═════ GIVEN INFORMATION ═════

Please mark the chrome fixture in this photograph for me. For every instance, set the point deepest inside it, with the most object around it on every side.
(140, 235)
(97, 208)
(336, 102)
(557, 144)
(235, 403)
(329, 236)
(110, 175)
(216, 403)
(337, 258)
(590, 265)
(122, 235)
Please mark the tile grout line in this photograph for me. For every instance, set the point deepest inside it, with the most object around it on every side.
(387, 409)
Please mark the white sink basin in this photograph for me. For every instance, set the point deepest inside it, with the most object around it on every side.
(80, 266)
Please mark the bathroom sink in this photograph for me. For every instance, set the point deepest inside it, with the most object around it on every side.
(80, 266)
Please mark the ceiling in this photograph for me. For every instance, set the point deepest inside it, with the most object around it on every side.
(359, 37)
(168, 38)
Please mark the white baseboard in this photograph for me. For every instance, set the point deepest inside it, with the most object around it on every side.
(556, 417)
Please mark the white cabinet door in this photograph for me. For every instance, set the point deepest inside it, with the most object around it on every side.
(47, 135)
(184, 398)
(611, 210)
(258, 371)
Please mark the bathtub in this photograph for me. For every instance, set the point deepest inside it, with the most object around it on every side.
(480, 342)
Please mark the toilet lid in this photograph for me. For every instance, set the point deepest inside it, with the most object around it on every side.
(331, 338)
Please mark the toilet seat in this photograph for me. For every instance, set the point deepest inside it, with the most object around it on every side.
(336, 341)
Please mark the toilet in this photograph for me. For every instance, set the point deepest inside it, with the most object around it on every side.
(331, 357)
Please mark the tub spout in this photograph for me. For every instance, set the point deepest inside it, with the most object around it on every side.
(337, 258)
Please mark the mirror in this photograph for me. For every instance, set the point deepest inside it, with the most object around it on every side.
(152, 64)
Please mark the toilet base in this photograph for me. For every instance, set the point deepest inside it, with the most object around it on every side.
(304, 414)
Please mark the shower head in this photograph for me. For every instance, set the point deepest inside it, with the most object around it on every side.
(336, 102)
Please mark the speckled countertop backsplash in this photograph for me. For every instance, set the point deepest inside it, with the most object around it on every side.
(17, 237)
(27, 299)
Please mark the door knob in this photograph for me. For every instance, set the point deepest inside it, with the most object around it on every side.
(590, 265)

═════

#### GIVEN PROBLEM:
Rewrite the lines above with every occurrence of "white" changed to "ivory", leaving all other text unchanged.

#### SOLUTION TO THE EXERCISE:
Please mark the chrome fixture in this photograph for me. For every instance, set the point deepest inside it, with the most object around it on every side.
(140, 235)
(97, 208)
(336, 102)
(557, 144)
(235, 403)
(329, 236)
(110, 175)
(216, 403)
(337, 258)
(590, 265)
(122, 235)
Please mark the tile grout line in this photograph for me. For every instance, set the point deepest inside it, with the most object around it on every side.
(387, 409)
Please mark the ivory sink basin in this photograph for me. For every instance, set the point deepest inside it, with the most object around it on every side.
(80, 266)
Please mark the bathroom sink in this photograph for me. For every instance, set the point deepest inside it, with the most object around it on every side.
(80, 266)
Please mark the ceiling in this photograph for me. For every instance, set the point deepest inside it, with the most object around it on every side.
(359, 37)
(168, 38)
Please mark the ivory baseboard in this photograph for me. For every instance, set the point deepest inside it, with the most object around it on every side.
(556, 417)
Please mark the ivory cabinet door in this photograph for me. For every instance, set the point deepest inside it, with the most object around it on every side.
(47, 135)
(184, 398)
(611, 210)
(258, 371)
Please mark the bathtub in this photograph for me. For every instance, set the point deepest inside it, with the most object around it on every side.
(480, 342)
Please mark the toilet lid in this photograph for me. For every instance, set the point deepest inside it, with the most object around it on every side.
(331, 338)
Please mark the toilet seat in this photograph for me. For every instance, set the point deepest inside it, with the most object around it on every side.
(336, 341)
Please mark the toilet in this photograph for me. For every instance, set the point deepest inside it, with the most object around it on every side.
(331, 357)
Please mark the tub spout in this photograph for me. For every instance, set the point deepest inside it, with the most object around it on every side.
(337, 258)
Please mark the mirror in this photograph for me. For every instance, set the point deepest inside it, with the most object around it on every side.
(152, 64)
Please mark the toilet base in this photograph for me. For every instance, set the point deepest inside it, with the most object around it on every side.
(304, 414)
Please mark the shower head in this photograph for me. For every instance, set the point deepest inside it, with the most object around it on every side.
(336, 102)
Please mark the speckled countertop backsplash in this photograph for me. For every instance, set the point deepest inside it, with the most object around it on every side.
(17, 237)
(27, 299)
Please mark the door knob in this photograph for me. For every instance, set the point deepest inside it, with the most object around it on every side.
(590, 265)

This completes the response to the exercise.